Required work: Your task is to retype the listing word for word.

----- Data for processing -----

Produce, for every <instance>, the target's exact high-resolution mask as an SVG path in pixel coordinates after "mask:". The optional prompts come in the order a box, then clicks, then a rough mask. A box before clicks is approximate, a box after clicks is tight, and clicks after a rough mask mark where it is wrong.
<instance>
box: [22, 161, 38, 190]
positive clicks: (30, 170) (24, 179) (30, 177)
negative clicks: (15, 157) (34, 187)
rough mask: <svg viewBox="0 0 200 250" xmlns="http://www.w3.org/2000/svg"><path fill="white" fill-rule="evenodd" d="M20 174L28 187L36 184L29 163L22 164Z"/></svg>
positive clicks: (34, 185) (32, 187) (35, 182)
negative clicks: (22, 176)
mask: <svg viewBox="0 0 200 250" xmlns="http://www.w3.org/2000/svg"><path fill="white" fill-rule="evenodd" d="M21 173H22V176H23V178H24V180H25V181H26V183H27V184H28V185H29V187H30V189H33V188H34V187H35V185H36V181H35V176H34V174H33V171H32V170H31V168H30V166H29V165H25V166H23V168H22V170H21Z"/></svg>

-----

Answer space:
Produce, for every <instance>, the target's exact high-resolution mask as an SVG path in pixel coordinates after "mask:". The optional prompts come in the order a box, then clicks, then a rough mask. A box before clicks is approximate, a box after clicks is tight, and clicks after a rough mask mark where it is wrong.
<instance>
box: [22, 161, 38, 190]
positive clicks: (30, 170) (24, 179) (30, 177)
negative clicks: (15, 157) (34, 187)
rough mask: <svg viewBox="0 0 200 250" xmlns="http://www.w3.org/2000/svg"><path fill="white" fill-rule="evenodd" d="M20 174L28 187L36 184L29 163L22 164Z"/></svg>
positive clicks: (34, 185) (32, 187) (35, 182)
negative clicks: (22, 176)
mask: <svg viewBox="0 0 200 250" xmlns="http://www.w3.org/2000/svg"><path fill="white" fill-rule="evenodd" d="M21 173H22V176H23V178H24V180H25V181H26V183H27V184H28V185H29V187H30V189H33V188H34V187H35V185H36V181H35V176H34V174H33V171H32V170H31V168H30V166H29V165H25V166H23V168H22V170H21Z"/></svg>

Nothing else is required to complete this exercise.